(Given passage):
**********
Type of the article: Research Article
Abstract
The COVID-19 pandemic, the energy and inflation shock, and the Russian–Ukrainian war have challenged macroeconomic stability in European countries while exposing the limitations of traditional, single-indicator assessments. This study aims to analyze the evolution and structural drivers of macroeconomic stability across successive crisis regimes in European countries by applying a pentagon-based composite index that captures the joint interactions among growth, inflation, fiscal balance, labor-market conditions, and external positions. The empirical analysis is based on annual macroeconomic data for European countries over 2019–2024 and employs policy-consistent distance-to-target normalization combined with a non-additive pentagon-area aggregation method. The results indicate that macroeconomic stability was relatively high before the shocks, with an average index value of approximately 0.61 in 2019, reflecting broadly balanced macroeconomic conditions. In 2020, stability collapsed to an average of about 0.15, driven primarily by the near-universal contraction in GDP growth and the deterioration of fiscal balances. A partial recovery followed in 2021, when the average index increased to around 0.35, but persistent fiscal imbalances prevented a full return to pre-crisis stability. In 2022, macroeconomic stability deteriorated again, with the average index falling to roughly 0.21 as inflation moved far outside the tolerance corridor in more than 90%. The subsequent period was characterized by heterogeneous and incomplete adjustment. By 2024, overall stability improved to an average of approximately 0.41 following the normalization of inflation. However, countries with chronic fiscal and external imbalances continued to exhibit low levels of stability, underscoring the non-compensatory nature of macroeconomic stability.
Acknowledgment
This study was conducted within the framework of the MSCA4Ukraine project 06030419, funded by the European Union. Views and opinions expressed are, however, those of the author(s) only and do not necessarily reflect those of the European Union, the European Research Executive Agency or the MSCA4Ukraine Consortium. Neither the European Union, the European Research Executive Agency, nor the MSCA4Ukraine Consortium, nor any individual member institution of the MSCA4Ukraine Consortium can be held responsible for them. The publication of this paper was funded by EKA University of Applied Sciences (Latvia) and Daugavpils University (Latvia).
**********
(Entries shown):
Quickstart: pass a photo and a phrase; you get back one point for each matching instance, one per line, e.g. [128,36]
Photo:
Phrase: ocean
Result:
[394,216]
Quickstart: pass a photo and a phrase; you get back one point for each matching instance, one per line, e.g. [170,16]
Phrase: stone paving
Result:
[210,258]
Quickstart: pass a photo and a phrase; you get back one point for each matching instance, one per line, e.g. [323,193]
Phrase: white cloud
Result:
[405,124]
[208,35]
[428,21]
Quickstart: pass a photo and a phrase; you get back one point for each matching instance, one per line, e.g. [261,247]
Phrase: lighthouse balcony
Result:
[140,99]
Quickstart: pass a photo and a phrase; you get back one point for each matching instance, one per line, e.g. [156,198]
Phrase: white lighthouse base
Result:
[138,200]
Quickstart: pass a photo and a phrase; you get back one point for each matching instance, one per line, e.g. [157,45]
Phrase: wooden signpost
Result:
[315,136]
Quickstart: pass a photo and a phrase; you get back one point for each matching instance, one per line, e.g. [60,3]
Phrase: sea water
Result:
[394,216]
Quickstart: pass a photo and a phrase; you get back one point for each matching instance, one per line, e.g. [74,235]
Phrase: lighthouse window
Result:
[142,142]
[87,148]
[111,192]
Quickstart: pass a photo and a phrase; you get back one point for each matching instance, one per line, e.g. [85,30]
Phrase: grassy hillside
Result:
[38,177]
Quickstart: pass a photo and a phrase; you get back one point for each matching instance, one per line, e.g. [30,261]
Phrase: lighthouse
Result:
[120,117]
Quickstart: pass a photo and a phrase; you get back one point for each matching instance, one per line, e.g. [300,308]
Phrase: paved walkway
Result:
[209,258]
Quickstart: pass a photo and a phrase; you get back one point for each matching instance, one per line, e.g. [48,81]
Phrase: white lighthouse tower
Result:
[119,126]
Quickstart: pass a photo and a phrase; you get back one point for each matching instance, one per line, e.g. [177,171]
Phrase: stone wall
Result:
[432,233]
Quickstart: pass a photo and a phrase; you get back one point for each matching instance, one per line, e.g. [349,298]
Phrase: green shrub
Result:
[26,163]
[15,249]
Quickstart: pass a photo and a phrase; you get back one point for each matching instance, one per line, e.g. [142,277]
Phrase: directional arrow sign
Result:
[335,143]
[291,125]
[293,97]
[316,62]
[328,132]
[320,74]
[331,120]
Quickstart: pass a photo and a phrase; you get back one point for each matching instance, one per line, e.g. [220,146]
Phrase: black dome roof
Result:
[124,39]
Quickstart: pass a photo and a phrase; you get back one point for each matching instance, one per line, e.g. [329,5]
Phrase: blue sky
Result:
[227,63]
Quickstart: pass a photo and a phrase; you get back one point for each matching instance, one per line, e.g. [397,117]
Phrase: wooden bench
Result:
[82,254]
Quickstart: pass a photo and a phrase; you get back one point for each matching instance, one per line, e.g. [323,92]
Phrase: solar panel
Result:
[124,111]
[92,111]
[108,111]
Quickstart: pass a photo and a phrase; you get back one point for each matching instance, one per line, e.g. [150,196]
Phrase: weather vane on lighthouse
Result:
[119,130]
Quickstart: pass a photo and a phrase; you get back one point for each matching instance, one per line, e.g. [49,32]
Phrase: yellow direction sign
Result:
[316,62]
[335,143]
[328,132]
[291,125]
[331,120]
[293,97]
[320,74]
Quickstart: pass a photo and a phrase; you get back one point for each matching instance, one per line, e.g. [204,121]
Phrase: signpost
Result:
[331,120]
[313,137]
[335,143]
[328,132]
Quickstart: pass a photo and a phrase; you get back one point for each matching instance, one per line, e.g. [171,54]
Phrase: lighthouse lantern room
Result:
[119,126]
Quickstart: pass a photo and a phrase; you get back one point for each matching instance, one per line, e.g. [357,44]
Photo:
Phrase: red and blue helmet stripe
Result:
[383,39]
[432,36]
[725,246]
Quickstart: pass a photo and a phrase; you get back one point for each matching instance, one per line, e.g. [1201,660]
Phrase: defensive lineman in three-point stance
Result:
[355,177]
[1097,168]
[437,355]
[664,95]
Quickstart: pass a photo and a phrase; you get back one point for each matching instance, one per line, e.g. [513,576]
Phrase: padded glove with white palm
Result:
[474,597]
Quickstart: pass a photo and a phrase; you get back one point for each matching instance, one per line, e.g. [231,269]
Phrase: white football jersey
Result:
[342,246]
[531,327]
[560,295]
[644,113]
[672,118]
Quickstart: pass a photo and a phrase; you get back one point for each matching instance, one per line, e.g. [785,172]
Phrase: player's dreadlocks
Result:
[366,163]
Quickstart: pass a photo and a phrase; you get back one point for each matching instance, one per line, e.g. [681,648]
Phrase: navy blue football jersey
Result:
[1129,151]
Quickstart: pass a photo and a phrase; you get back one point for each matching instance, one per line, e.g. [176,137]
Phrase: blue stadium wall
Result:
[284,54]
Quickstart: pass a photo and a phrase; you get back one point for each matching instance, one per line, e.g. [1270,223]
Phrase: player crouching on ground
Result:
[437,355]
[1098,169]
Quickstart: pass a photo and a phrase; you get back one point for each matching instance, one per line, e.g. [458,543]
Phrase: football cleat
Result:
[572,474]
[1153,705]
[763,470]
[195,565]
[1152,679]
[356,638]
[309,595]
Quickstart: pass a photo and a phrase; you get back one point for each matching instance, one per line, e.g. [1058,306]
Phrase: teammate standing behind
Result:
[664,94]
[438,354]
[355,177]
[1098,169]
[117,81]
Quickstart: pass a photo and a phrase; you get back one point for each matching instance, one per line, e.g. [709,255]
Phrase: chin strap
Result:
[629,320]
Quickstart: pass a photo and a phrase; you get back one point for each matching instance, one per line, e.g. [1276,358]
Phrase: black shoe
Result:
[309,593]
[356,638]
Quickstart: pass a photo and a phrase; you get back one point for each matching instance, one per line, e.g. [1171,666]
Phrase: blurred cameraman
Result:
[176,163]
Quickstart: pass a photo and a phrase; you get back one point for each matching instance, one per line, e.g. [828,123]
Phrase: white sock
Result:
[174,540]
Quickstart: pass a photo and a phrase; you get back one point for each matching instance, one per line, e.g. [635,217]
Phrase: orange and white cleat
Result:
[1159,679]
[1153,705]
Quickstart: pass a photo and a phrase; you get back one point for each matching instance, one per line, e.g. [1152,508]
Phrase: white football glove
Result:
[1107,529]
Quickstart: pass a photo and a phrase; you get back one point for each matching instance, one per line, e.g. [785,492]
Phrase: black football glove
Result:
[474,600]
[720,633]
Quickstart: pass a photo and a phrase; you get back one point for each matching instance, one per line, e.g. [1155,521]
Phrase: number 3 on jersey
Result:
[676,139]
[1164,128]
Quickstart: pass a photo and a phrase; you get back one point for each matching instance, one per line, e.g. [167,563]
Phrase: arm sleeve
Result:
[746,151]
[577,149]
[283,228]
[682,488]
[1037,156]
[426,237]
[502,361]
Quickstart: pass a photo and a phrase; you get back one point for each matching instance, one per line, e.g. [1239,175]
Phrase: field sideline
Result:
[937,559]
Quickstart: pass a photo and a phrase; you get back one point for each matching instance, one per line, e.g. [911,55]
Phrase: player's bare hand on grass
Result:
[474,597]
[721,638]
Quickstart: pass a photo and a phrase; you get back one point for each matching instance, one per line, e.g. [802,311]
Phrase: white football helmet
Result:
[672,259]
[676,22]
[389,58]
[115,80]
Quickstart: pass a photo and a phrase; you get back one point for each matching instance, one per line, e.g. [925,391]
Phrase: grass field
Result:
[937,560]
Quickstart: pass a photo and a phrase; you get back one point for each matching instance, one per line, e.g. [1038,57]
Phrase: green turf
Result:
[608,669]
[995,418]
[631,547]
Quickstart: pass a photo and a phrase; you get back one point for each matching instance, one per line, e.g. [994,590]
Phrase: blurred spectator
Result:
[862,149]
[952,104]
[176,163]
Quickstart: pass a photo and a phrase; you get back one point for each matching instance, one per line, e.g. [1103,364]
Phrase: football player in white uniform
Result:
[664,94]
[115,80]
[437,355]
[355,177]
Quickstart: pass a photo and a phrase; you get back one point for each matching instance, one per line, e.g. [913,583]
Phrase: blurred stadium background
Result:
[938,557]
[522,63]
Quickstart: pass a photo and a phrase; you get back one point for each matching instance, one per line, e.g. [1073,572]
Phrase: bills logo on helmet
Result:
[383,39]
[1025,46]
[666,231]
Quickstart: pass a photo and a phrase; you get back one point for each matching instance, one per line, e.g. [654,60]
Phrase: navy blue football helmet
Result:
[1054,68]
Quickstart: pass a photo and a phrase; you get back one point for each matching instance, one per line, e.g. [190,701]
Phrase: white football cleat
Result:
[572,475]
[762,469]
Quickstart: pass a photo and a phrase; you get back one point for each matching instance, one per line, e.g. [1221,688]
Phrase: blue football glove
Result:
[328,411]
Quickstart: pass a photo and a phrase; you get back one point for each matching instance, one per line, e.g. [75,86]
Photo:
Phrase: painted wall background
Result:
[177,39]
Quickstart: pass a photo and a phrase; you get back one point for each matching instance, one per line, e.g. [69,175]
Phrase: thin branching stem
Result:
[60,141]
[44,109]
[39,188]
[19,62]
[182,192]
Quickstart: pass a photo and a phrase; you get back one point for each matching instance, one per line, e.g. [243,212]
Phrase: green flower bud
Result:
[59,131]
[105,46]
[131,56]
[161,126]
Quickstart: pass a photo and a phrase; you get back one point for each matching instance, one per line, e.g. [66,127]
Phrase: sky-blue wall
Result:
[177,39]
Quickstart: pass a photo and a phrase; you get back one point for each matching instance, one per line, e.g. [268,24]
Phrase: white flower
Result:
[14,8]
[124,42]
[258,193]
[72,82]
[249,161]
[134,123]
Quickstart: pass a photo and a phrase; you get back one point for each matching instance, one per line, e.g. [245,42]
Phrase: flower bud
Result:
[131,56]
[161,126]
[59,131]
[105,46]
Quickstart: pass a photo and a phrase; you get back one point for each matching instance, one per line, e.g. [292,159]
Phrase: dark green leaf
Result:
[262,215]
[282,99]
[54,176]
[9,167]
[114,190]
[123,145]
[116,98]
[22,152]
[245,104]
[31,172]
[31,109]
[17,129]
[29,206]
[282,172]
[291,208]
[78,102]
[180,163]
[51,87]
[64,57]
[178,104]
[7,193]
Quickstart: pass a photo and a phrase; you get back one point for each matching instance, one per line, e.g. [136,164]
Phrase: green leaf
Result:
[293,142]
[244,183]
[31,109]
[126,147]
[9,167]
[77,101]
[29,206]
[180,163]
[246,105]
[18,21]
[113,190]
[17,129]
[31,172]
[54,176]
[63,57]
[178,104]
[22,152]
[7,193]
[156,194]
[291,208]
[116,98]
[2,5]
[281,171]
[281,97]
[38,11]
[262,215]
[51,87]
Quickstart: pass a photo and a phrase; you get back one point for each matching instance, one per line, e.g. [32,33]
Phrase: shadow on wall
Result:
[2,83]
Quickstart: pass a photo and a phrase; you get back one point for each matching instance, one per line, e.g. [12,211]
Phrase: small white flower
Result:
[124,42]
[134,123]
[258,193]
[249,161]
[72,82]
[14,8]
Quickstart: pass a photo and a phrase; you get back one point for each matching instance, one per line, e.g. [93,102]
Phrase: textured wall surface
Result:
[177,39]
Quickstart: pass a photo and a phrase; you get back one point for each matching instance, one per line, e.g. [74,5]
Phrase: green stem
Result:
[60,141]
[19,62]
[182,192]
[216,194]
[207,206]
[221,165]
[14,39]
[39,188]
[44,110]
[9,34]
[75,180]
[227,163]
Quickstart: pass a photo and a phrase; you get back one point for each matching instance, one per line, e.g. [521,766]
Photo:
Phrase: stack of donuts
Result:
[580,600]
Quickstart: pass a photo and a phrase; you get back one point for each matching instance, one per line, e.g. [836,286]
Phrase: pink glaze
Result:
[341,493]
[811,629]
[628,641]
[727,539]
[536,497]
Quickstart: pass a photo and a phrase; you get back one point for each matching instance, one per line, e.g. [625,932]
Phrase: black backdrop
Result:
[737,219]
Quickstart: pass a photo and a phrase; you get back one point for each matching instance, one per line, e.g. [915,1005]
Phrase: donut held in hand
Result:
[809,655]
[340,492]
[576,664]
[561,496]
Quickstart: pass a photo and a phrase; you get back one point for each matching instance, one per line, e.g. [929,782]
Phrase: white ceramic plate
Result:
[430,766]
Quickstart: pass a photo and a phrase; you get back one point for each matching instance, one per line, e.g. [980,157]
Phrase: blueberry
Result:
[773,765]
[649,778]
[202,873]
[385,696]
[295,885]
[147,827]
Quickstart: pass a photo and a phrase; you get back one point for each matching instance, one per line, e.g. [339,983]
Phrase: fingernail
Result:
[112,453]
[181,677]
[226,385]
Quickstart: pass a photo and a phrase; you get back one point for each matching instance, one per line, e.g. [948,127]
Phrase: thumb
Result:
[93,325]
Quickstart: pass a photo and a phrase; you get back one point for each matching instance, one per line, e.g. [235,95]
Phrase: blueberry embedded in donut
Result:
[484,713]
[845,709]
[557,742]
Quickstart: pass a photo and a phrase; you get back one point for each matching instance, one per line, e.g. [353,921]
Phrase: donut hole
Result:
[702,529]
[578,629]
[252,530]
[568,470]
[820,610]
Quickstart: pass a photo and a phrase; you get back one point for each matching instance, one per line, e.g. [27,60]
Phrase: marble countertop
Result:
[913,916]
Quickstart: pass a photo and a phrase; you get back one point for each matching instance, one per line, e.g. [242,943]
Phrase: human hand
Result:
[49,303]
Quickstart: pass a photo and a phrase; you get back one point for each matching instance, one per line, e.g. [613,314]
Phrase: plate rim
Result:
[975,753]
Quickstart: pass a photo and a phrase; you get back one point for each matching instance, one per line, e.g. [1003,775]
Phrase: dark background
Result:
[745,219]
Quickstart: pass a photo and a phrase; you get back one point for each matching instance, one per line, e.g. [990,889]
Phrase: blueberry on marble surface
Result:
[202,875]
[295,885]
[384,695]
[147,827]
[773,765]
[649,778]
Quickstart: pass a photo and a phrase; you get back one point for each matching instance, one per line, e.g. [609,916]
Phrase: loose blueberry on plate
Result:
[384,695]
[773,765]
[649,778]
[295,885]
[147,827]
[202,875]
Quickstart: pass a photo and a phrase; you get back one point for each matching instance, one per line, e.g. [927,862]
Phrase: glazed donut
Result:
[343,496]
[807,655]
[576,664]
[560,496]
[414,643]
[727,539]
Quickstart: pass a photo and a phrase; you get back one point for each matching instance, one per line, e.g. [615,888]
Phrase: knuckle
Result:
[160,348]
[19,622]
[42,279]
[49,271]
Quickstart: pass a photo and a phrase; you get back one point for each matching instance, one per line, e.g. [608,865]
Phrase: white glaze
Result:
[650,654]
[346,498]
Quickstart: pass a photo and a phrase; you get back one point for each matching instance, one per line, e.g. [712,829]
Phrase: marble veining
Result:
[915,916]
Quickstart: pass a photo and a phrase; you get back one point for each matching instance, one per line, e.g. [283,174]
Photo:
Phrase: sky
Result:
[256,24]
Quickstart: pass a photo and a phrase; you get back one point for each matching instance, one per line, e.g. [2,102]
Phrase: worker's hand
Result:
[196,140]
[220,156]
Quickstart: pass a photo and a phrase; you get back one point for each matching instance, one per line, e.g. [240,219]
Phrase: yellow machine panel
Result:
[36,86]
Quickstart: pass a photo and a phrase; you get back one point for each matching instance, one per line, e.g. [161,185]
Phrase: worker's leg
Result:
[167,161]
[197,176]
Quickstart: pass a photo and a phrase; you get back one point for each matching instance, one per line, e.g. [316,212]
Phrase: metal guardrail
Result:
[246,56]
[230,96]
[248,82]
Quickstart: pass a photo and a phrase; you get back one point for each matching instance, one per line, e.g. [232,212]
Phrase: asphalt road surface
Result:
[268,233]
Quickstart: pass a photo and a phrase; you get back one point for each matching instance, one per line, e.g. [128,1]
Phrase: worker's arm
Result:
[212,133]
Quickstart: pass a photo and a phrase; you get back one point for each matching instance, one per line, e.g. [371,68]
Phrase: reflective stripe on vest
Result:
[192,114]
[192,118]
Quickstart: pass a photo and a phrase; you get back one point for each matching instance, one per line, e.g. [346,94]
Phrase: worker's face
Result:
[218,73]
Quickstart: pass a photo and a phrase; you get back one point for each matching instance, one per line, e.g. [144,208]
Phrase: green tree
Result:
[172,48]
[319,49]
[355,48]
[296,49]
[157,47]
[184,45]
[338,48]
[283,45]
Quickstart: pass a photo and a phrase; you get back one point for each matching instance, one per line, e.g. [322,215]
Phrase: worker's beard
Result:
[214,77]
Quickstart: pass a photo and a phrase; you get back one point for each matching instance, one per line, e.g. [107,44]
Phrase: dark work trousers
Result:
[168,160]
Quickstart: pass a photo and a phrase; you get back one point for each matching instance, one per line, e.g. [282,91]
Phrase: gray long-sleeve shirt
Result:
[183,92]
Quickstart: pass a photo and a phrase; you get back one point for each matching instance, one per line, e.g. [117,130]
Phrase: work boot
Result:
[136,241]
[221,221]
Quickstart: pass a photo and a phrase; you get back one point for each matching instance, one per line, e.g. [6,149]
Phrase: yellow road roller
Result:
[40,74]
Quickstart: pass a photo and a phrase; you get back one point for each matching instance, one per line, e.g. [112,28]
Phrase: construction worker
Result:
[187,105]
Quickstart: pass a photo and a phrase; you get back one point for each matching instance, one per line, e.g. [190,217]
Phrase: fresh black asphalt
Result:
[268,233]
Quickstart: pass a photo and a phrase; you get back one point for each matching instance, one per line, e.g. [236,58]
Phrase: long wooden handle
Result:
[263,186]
**********
(Work required): According to the abstract on European macroeconomic stability, what was the average index value in 2020? The listing has no connection to the abstract on European macroeconomic stability.

(Problem solution): About 0.15.